#### Fragmento de la página

Y en este punto el materialista marxista tiene que negarse, naturalmente, a
seguir al joven Lukács. Como también tiene que negarse a seguirle en la
implicación epistemológica de la doctrina, a saber, la exclusión de la
naturaleza, conocimiento dialéctico, como si el conocimiento de la naturaleza
no se consumara, también él, en la práctica. El buen sentido de Lukács le
impide decir, como Hegel, que el sujeto se identifique con la naturaleza. Pero
eso le impone la necesidad, epistemológicamente propia de un idealismo
subjetivo, de excluir a la naturaleza del verdadero conocimiento, del
conocimiento dialéctico, entendido como identificación de sujeto y objeto (HCC
5).
La
motivación revolucionaria del idealismo de la «ortodoxia» marxista del joven
Lukács es manifiesta. Su segunda formación filosófica, basada en Hegel, puede
haber pesado lo suyo. Pero el mismo rodeo hegeliano fue en parte un expediente
de época para rehacerse un marxismo revolucionario. Togliatti, contemporáneo de
Lukács, contestó una vez a la crítica de idealismo hecha al comunismo suyo, de
Gramsci, Terracini, etc. en los años 20 diciendo que él, Gramsci y los demás,
habían llegado al marxismo igual que Marx: a través de un idealismo objetivo
más o menos hegeliano, mucho en el caso de Lukács y en el de Togliatti, que
tradujo a Hegel; poco en el caso de Gramsci. Frente al Marx «científico puro»
de la socialdemocracia Lukács busca a través de Hegel el Marx «gran dialéctico»
de la revolución: «Nada de Marx como ‘destacado científico’, como economista
y sociólogo. Ya entonces» —escribe Lukács en 1955, en Mi camino hacia
Marx, refiriéndose a los años 20— «barrunté al pensador abarcante, al
gran dialéctico».

########
#### Datos

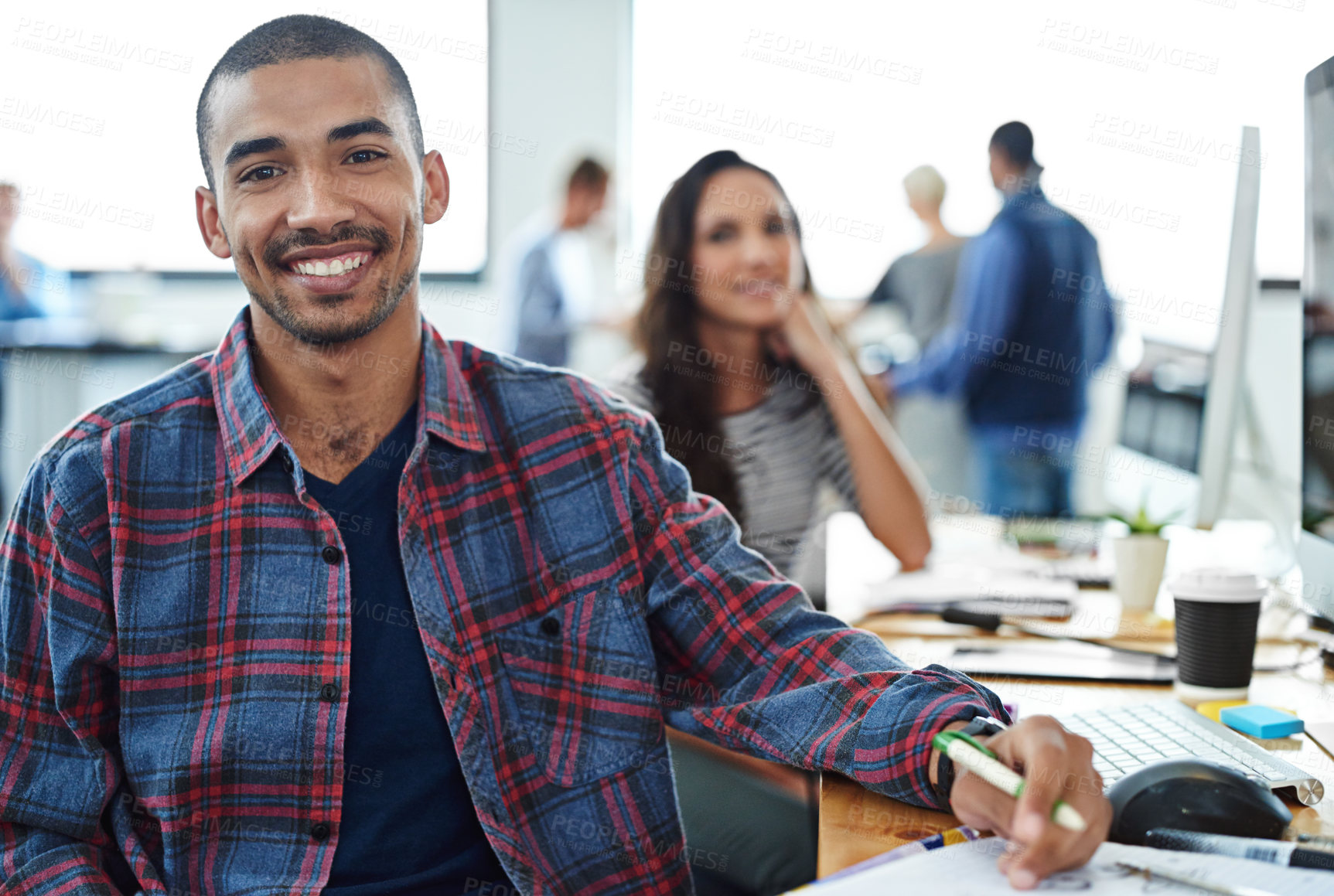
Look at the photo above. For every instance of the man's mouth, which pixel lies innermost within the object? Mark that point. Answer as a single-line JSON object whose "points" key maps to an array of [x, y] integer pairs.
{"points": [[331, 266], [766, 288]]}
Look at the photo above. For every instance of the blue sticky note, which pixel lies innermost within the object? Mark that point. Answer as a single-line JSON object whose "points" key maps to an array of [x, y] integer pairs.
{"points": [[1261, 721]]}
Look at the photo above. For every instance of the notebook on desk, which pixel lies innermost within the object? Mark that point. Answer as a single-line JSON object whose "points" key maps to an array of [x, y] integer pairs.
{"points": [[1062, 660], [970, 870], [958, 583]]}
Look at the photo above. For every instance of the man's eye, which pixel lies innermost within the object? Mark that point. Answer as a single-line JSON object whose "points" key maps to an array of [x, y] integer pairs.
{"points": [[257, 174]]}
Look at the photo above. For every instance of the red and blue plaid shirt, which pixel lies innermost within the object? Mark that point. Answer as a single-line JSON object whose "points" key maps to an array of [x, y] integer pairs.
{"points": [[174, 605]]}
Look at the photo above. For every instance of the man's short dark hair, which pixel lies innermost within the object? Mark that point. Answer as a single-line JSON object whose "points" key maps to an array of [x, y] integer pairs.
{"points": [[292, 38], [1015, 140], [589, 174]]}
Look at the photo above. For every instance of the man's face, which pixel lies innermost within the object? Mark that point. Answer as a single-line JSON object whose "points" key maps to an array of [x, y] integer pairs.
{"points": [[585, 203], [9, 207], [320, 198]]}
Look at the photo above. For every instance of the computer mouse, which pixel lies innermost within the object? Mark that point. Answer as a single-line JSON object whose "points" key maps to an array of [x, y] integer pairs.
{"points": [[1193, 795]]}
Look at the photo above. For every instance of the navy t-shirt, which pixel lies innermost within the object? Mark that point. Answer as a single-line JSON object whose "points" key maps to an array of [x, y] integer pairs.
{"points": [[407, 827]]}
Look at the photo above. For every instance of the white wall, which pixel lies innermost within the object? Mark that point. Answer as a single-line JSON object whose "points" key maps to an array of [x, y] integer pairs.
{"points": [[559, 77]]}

########
#### Datos

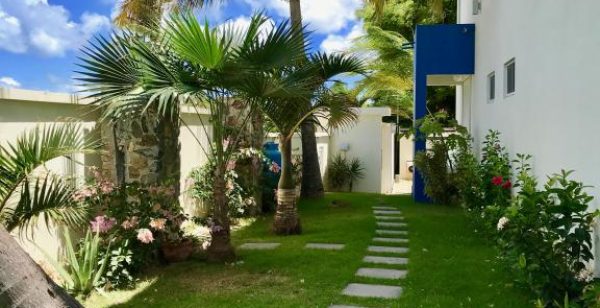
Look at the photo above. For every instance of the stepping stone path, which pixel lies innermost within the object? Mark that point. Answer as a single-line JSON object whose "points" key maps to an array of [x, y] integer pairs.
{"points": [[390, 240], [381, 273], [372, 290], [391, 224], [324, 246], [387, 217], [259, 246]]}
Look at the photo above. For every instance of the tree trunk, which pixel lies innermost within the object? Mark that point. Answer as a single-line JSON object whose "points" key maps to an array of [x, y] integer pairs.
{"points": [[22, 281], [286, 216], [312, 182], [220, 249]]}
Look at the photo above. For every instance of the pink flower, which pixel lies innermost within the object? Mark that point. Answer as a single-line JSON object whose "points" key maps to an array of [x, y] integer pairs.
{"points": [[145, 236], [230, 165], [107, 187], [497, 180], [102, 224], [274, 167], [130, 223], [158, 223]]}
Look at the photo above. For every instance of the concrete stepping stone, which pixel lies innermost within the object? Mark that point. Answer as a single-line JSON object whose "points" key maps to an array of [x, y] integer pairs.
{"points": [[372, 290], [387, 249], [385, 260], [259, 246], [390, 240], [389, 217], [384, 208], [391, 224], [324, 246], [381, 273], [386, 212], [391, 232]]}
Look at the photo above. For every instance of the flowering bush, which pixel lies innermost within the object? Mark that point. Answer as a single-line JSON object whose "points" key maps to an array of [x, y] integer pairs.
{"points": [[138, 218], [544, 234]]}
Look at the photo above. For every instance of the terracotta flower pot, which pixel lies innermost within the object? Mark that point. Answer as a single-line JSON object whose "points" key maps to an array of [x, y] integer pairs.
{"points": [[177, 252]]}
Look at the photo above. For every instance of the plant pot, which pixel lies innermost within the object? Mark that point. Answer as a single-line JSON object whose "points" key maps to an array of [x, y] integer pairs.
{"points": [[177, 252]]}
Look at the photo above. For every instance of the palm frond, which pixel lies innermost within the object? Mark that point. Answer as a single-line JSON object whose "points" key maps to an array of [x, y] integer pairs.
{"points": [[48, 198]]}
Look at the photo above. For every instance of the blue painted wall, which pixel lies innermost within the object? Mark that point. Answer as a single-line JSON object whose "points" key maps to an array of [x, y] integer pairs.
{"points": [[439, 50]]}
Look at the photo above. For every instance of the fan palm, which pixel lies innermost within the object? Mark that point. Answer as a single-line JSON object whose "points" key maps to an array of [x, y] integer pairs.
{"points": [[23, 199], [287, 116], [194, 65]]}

########
#### Datos

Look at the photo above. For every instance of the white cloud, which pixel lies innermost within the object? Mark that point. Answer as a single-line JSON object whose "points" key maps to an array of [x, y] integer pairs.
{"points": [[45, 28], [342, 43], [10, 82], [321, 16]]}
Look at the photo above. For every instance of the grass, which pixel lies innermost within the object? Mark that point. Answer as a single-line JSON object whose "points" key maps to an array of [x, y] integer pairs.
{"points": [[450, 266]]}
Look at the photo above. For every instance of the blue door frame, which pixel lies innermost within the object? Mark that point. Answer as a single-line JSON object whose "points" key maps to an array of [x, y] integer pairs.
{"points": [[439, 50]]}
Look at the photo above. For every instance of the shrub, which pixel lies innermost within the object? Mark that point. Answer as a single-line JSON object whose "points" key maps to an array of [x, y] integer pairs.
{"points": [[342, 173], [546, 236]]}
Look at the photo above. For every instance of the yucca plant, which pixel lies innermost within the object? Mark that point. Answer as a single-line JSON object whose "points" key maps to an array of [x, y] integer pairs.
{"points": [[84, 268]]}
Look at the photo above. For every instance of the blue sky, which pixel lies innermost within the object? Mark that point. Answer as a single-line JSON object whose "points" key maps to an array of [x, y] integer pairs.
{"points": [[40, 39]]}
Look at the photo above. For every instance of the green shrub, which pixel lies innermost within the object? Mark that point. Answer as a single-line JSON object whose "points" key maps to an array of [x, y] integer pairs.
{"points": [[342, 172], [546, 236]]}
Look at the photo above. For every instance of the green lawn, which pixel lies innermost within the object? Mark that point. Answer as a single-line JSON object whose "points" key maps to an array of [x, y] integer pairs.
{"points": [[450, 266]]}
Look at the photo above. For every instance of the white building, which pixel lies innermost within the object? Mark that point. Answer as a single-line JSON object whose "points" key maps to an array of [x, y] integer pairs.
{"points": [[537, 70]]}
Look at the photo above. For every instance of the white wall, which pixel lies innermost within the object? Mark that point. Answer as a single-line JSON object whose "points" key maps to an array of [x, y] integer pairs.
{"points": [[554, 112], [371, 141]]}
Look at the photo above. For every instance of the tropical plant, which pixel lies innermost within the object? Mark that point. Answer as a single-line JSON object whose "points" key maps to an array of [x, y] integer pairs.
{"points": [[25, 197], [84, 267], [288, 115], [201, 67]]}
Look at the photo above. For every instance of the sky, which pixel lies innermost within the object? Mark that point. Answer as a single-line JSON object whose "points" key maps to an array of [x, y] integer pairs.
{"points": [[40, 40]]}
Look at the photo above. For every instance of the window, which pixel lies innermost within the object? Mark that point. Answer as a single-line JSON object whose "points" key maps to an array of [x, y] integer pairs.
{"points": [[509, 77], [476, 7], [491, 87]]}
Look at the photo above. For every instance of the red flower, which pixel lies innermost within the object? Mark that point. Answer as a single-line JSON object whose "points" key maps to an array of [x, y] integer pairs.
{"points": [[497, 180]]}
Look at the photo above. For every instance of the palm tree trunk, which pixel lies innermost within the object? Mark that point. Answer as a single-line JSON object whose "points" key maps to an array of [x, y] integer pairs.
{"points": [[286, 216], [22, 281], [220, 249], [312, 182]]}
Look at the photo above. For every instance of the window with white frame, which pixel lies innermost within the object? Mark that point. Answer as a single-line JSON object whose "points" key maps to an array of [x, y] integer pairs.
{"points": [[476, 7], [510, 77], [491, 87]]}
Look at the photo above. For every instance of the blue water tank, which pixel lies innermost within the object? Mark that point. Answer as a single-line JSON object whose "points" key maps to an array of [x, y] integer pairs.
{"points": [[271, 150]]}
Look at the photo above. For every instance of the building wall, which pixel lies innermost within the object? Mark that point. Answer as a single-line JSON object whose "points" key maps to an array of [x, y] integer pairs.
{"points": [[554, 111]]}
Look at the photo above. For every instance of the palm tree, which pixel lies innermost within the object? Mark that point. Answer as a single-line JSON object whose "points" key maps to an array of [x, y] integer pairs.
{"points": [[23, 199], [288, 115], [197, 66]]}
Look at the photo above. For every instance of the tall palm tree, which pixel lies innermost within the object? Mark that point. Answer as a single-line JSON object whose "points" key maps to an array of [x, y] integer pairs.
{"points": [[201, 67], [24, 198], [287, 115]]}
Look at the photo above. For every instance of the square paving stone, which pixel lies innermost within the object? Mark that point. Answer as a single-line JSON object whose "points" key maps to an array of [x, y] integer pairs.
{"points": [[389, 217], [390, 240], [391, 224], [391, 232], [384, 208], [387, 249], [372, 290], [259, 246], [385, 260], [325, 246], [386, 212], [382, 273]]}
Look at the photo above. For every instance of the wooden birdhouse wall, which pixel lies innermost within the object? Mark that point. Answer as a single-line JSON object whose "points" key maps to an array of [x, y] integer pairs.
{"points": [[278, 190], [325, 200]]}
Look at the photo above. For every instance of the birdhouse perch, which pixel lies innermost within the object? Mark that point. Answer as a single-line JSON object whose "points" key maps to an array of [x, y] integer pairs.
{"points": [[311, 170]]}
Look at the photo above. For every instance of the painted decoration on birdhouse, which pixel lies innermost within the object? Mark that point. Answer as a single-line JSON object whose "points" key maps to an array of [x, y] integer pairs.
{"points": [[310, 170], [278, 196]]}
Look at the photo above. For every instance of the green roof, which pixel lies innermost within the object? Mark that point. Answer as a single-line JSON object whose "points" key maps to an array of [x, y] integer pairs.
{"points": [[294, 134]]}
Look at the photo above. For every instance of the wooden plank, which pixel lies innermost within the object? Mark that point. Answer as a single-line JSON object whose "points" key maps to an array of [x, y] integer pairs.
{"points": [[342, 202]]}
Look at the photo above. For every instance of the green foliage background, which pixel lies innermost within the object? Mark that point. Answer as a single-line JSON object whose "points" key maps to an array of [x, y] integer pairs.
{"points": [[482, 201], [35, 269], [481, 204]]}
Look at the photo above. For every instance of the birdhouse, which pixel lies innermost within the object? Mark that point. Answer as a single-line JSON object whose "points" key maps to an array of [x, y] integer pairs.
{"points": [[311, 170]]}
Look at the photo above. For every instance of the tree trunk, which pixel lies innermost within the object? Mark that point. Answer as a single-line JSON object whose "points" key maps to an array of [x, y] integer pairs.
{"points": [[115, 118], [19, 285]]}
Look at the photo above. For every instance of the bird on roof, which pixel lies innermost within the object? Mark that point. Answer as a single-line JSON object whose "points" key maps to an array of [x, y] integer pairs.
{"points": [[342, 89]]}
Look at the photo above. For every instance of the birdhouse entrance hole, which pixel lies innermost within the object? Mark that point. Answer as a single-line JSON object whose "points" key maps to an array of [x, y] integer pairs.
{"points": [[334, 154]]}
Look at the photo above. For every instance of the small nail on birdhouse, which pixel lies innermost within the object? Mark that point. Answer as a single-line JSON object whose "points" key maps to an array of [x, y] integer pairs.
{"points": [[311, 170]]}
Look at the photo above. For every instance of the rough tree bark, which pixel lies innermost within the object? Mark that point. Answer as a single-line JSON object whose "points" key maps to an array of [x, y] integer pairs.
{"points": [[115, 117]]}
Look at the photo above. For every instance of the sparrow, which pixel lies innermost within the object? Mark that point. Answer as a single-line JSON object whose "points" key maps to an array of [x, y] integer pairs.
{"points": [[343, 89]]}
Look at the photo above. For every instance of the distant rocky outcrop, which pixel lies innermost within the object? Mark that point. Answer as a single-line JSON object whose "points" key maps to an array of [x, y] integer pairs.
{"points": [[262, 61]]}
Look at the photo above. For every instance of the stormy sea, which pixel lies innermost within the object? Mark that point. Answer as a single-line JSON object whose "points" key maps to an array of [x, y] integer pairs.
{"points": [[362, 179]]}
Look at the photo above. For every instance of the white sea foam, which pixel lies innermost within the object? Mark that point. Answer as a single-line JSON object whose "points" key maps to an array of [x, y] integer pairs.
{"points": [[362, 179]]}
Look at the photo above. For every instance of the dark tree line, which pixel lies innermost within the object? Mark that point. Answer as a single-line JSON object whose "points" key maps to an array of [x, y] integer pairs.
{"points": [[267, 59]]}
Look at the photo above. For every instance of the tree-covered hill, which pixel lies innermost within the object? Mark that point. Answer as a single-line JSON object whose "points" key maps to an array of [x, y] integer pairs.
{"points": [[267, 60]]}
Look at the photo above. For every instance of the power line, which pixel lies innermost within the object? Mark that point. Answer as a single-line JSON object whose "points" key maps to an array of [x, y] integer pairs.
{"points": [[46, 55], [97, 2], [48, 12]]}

########

Consigna:
Indica si cada afirmación concuerda con el fragmento, contestando sí o no y citando literalmente las palabras que lo deciden: (a) Togliatti tradujo a Hegel; (b) Lukács afirma, como Hegel, que el sujeto se identifica con la naturaleza; (c) Lukács escribió Mi camino hacia Marx en 1955.

Respuesta completa:
(a) Sí: «en el de Togliatti, que tradujo a Hegel».
(b) No: «El buen sentido de Lukács le impide decir, como Hegel, que el sujeto se identifique con la naturaleza».
(c) Sí: «escribe Lukács en 1955, en Mi camino hacia Marx».